**WHAT TO DO**
Each line of the data must be written out again verbatim; no image belongs in the copy.
(PROVIDED RECORDS Opens)
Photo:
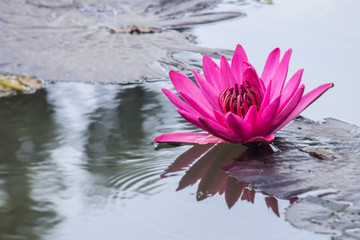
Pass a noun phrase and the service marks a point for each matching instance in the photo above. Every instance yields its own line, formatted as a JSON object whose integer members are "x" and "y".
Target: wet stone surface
{"x": 65, "y": 40}
{"x": 328, "y": 188}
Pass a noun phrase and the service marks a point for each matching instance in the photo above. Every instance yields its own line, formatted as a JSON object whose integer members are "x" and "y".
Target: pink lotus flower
{"x": 233, "y": 104}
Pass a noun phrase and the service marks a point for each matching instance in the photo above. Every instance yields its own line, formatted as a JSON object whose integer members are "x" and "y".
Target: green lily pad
{"x": 92, "y": 41}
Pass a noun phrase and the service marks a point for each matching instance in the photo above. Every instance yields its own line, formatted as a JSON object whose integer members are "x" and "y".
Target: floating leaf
{"x": 63, "y": 40}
(PROVIDED RECORDS Closes)
**SOLUTION TO THE PROBLEM**
Photo:
Pass a noun phrase and the service marks a point for each matching instance in the photo above. Every instance yields its own line, formatted as a JSON object whose integer members are "x" and "y".
Target: wet stone surface
{"x": 65, "y": 40}
{"x": 328, "y": 188}
Pass a noun phrase and the service marks a point for each matching instance in the photo above. Every instance yields its own line, formatted as a JSON object whose integer members are "x" and "y".
Target: pink lotus flower
{"x": 233, "y": 104}
Pass a noun phrase and the service marks a point for each matching instance in the photo above. Every instance yields its own line, formatted as a JSON object whose integer members are "x" and "y".
Target: green lily pad
{"x": 92, "y": 41}
Pass a noun phrase and the service marks a point for each matching instance in the photo above. Every instance yields its own line, formatted as a JSON object whose integer members are "x" and "y".
Target: floating leaf
{"x": 63, "y": 40}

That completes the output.